▶ [Text shown]:
-- begin --
It has taken John Wilmot 15 years to go from the plain brown covers of erotica presses to the respectable black and yellow of Penguin classics. So reckons director Max Stafford-Clark whose theatre group Out of Joint brings a double portrait of Wilmot, second earl of Rochester (1647-1680), to London’s Royal Court Theatre.

The diptych can be seen either way round but Stafford-Clark points out that the view from Wilmot’s own day, George Etherege’s The Man of Mode is picked up eight years on in Stephen Jeffreys’s new play about Rochester’s milieu, The Libertine.

True, this assumes the frequently made assertion that Etherege’s rake Dorimant is indeed a portrait of Rochester. Dorimant-Rochester is played in identical costumes by David Westhead with a cynical charm, undercut in The Libertine by snarling warnings against finding him endearing.

There is, Stafford-Clark says, a direct line from Restoration comedy to Coward, Rattigan and Ayckbourn. But that continuity was far from certain at the time. “Elizabethan theatre had been cut off by the 20 years’ interregnum. There was a reinvention of theatre, when it was not known to be leading to Sheridan and Goldsmith” - let alone beyond.

After initial popularity, Man of Mode lay unperformed from 1725 to 1971. Meanwhile Restoration comedy as a live genre had been rediscovered by Coward’s generation in the 1930s and dressed up by them as drawing-room comedies, exercises in wit and elegance with gowns and beauty spots. That is a far cry from Stafford-Clark’s work. A self-styled theatre puritan, his rehearsals involve company research into the society that produced a play and intensive examination, almost phrase by phrase, of each character’s motivation and the ways they try to influence others. Even in an interview, he is darting round the room, searching out a picture, diving into Rochester’s poems or acting out a scene to illustrate the politically hugely incorrect, but very useful, rehearsal technique of handling the text in the style of gay New York hairdressers. “Gossip is peripheral in our society; to these characters it was central. The rehearsal brought out the relish of language, for gossip and scandal.”
-- end --
▶ [Collected material]:
-- begin --
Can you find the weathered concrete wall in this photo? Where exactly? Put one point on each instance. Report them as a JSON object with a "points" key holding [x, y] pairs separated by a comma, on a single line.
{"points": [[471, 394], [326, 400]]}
-- end --
▶ [Set of tasks]:
- A) According to the text about the Rochester plays, during which years did Man of Mode go unperformed?
- B) Rewrite the passage of the text about the Rochester plays starting at "It has taken" and ending at "milieu, The Libertine.", with "diptych" replaced by "double bill".
The material can be set aside; it plays no part in this work.

▶ [Task-by-task answers]:
- A) From 1725 to 1971.

- B)
It has taken John Wilmot 15 years to go from the plain brown covers of erotica presses to the respectable black and yellow of Penguin classics. So reckons director Max Stafford-Clark whose theatre group Out of Joint brings a double portrait of Wilmot, second earl of Rochester (1647-1680), to London’s Royal Court Theatre.

The double bill can be seen either way round but Stafford-Clark points out that the view from Wilmot’s own day, George Etherege’s The Man of Mode is picked up eight years on in Stephen Jeffreys’s new play about Rochester’s milieu, The Libertine.